> **WHAT TO PRODUCE**
Take the material below and reproduce, word for word, only the lines from the line with "If you could locate the llama hind" through the line with "If you could locate the llama front".

> **DATASET EXCERPTS**

------

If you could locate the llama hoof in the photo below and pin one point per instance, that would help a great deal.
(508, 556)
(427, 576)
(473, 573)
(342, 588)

------

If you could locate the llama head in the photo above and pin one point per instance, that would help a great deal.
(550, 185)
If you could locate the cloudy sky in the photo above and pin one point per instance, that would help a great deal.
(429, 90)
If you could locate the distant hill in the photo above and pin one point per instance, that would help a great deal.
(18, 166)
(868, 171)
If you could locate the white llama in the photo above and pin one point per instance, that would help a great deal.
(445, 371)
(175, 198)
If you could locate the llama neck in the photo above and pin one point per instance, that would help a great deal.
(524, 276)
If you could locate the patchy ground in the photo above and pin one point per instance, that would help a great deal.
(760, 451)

------

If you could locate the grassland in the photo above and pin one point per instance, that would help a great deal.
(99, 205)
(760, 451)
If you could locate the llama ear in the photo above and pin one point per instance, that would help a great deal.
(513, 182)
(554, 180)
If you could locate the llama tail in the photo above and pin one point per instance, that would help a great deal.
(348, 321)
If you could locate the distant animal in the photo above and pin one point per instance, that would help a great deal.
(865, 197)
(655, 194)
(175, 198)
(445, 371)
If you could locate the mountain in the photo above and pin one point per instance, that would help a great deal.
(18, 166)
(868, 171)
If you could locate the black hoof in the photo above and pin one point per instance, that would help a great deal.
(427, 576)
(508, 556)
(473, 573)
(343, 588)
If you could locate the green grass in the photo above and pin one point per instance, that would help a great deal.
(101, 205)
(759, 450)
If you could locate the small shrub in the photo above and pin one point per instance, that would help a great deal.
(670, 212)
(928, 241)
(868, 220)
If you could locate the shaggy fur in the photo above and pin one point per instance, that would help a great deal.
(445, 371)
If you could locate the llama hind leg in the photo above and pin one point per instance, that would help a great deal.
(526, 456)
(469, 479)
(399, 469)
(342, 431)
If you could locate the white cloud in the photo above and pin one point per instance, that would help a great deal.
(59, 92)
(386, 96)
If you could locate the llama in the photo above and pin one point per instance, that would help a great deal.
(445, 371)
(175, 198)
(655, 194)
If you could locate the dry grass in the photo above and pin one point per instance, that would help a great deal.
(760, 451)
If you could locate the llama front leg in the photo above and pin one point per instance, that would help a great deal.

------

> **RESPONSE AREA**
If you could locate the llama hind leg in the photo above and pin one point per instance, that would help a great deal.
(526, 456)
(469, 479)
(399, 469)
(342, 431)
If you could locate the white cloud in the photo above and pin one point per instance, that would help a great deal.
(59, 92)
(386, 96)
If you could locate the llama in the photo above and pin one point per instance, that would help a great deal.
(445, 371)
(175, 198)
(655, 194)
If you could locate the dry grass in the photo above and pin one point per instance, that would help a great deal.
(760, 451)
If you could locate the llama front leg in the photo above and pin one point per instance, that would help a great deal.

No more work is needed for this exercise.